**Texto para leitura**.
+++
Foto: Patrícia Bernardes

A alvorada de fogos iniciada às 5h da manhã do último dia 10 de maio, em Santo Amaro da Purificação, foram o anúncio de que a celebração de 136 anos do Bembé do Mercado, iniciada no último dia 10, teria contornos ainda mais especiais para contar a história de fé, resistência e luta do Recôncavo Baiano e seu povo.

“Para nós é importante esse momento. É um momento de amor e ancestralidade. Acordar esse horário como os nossos saudosos João de Obá e o nosso pioneiro escravo liberto Antônio Torres, para estarmos aqui no Largo do Mercado, na Praça Municipal de Santo Amaro, é de extrema reverência e importância nestes 136 anos”, contou Pai Pote, babalorixá do Ilê Axé Ojú Onirê.

“Tivemos essa enchente ‘maravilhosa’ que Oxum mandou e Iemanjá mandou. Quem pode mais são as águas e ninguém é mais que as águas. Apesar de nossos irmãos terem sido prejudicados, as águas são importantes pois o chão está frio pra gente pisar. Água é muito boa e foram consultados os búzios das yalorixás e babalorixás mais antigos e todos confirmaram a importância das chuvas no período do Bembé do Mercado”, disse

Pérolas, conchas, jarros de flores, esculturas de Iemanjá e Oxum, as verdadeiras anfitriãs da festa, adornavam cada canto do Largo do Mercado para receber uma programação rica e intensa. Reunindo mais de 70 atrações culturais e religiosas nos mais diversos espaços e equipamentos culturais da cidade de Santo Amaro da Purificação, o Bembé do Mercado 2025 será encerrado neste domingo (18), com a saída do Balaio de Presentes para as orixás, mas já deixa saudades e expectativas para a próxima edição.

Foto: Juliana Carolina

Baianos, turistas, jornalistas, gestores públicos municipais, estaduais  e federais, produtores culturais, representantes de Terreiros da Bahia e  estudantes dos mais diversos cantos do Brasil se fizeram presentes durante toda a agenda dos festejos. Samuel Rabai, 32, mineiro e participante do Encontro de Estudos Multidisciplinares em Cultura (Enecult), promovido por Ministério da Cultura e Universidade Federal do Recôncavo da Bahia (UFRB), na cidade de Santo Amaro, falou da importância de eventos como o Bembé do Mercado.

“É importante demais valorizar as nossas raízes com esses casarões históricos e essas igrejas setecentistas nos deixam com a sensação de estar em casa. São cidades do interior muito interessantes no nosso Brasil”, vibrou o produtor de cultura, mencionando que o evento se apresenta como “um laboratório a céu aberto” para a especialização crítica e cultural.

Já para Raíra, 17, estudante do Centro Estadual de Educação Profissional CEEP) de Santo Amaro da Purificação, o Bembé do Mercado possui uma estrutura bonita e se apresenta como manifestação positiva das tradições culturais baianas.
+++
**Tarefa curta 1**. Extraia do texto sobre o Bembé do Mercado, sem mudar nada, o trecho que vai de "Foto: Juliana Carolina" até "Bembé do Mercado.".
**Tarefa curta 2**. Continue o texto sobre o Bembé do Mercado a partir da última frase.
Os registros têm outra origem.
+++
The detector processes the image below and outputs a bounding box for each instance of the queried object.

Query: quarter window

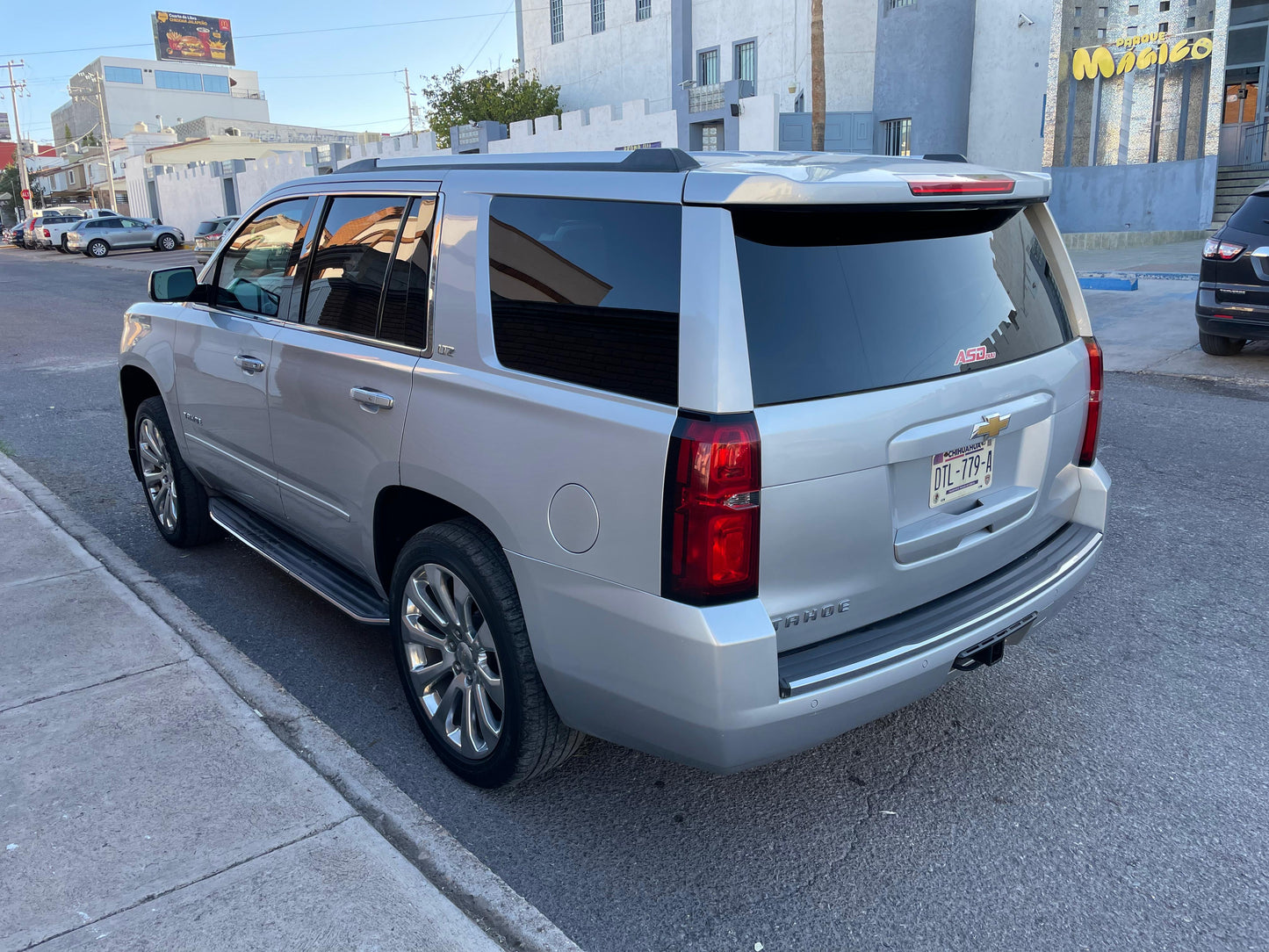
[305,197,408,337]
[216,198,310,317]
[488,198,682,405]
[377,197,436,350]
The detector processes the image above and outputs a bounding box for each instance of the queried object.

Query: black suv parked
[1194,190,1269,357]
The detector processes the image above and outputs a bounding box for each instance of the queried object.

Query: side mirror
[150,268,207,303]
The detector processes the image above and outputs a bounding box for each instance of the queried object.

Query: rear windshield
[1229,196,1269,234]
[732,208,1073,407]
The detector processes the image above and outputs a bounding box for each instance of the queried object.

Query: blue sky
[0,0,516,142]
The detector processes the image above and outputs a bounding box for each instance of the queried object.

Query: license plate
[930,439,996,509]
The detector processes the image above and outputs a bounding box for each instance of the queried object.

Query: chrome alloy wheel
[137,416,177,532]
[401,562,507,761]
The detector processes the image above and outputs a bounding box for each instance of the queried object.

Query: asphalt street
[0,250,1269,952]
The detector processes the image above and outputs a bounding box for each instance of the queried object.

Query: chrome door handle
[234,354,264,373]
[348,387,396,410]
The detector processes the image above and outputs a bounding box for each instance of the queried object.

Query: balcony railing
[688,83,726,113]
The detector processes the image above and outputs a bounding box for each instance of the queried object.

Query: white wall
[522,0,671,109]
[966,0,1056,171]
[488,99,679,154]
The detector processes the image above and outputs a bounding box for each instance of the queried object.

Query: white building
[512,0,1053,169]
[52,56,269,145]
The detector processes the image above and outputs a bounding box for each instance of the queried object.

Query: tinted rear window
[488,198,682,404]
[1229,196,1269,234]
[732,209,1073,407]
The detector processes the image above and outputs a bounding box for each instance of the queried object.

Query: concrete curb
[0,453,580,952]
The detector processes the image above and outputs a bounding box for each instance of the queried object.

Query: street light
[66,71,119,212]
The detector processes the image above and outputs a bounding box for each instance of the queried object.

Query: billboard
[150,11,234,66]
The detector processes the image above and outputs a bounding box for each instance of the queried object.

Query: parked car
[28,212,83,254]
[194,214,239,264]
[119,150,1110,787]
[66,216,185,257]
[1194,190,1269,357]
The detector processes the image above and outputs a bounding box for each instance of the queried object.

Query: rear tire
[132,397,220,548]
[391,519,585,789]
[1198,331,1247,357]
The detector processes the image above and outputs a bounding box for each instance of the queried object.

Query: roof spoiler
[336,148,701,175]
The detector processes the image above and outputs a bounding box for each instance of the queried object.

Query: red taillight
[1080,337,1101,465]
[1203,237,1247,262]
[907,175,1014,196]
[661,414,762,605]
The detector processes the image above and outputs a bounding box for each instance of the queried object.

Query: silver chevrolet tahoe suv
+++
**Resposta 1**.
Foto: Juliana Carolina

Baianos, turistas, jornalistas, gestores públicos municipais, estaduais  e federais, produtores culturais, representantes de Terreiros da Bahia e  estudantes dos mais diversos cantos do Brasil se fizeram presentes durante toda a agenda dos festejos. Samuel Rabai, 32, mineiro e participante do Encontro de Estudos Multidisciplinares em Cultura (Enecult), promovido por Ministério da Cultura e Universidade Federal do Recôncavo da Bahia (UFRB), na cidade de Santo Amaro, falou da importância de eventos como o Bembé do Mercado.

**Resposta 2**.
“Eu acho o Bembé do Mercado muito legal.  Não faço parte dos projetos, mas gosto muito. Não tenho problema nenhum com relação a existir Nossa Senhora da Purificação na tradição católica e existir o Bembé do Mercado. Cada um tem o direito de escolher a sua profissão de fé, as escolhas que faz”, disse a estudante.

Enredo e ancestralidade

Com cortejos, missas, exposições de arte, premiações, homenagens, lançamentos de livros e apresentações de samba de roda, o início do Xirê no Largo do Mercado, na manhã do 13 de maio, foi marcado pelas cores azul e branco da Escola de Samba Beija-Flor de Nilópolis, com a presença da porta-bandeira Selminha Sorriso e do mestre-sala Claudinho, ao lado do babalorixá Pai Pote e demais representantes de Terreiro da cidade de Santo Amaro e da Bahia. Na presença de autoridades de Terreiros, os cânticos aos ancestrais exaltavam as yabás Oxum e Iemanjá e consagravam a Xangô e a Obá, cumieira do Bembé do Mercado, os pedidos de justiça e igualdade religiosa no município.

Foto: Juliana Carolina

“Falar do Bembé do Mercado, nesta data 13 de maio, é marcar o início de nossa luta por cidadania. Com essa data, o Brasil se reconhece como um país escravagista. Sem esse documento, a assinatura da Lei Áurea, talvez a gente não tivesse registro da escravidão, já que, logo após, foi mandado queimar estes documentos. A Lei Áurea é um documento que afirma que o Brasil se constituiu com a mão de obra escrava e de forma escravagista. O Bembé do Mercado celebra, então, esse novo começo já que essa cidadania nossa não foi uma cidadania dada, foi uma cidadania conquistada”, enfatizou o ogã de Ogum do Terreiro Ilê Axé Oxumarê, Denilson.

Considerada uma das mais importantes manifestações de resistência e fé do povo preto no Brasil, a celebração é realizado desde 1889, um ano após a abolição da escravidão no país. O Bembé do Mercado reúne mais de 60 terreiros de matriz africana e promove, em praça pública, uma extensa programação cultural ao longo de cinco dias. O ponto alto da celebração é o xirê, seguido pelo cortejo e pela entrega de presentes às orixás Iemanjá e Oxum, em agradecimento à liberdade conquistada após a assinatura da Lei Áurea.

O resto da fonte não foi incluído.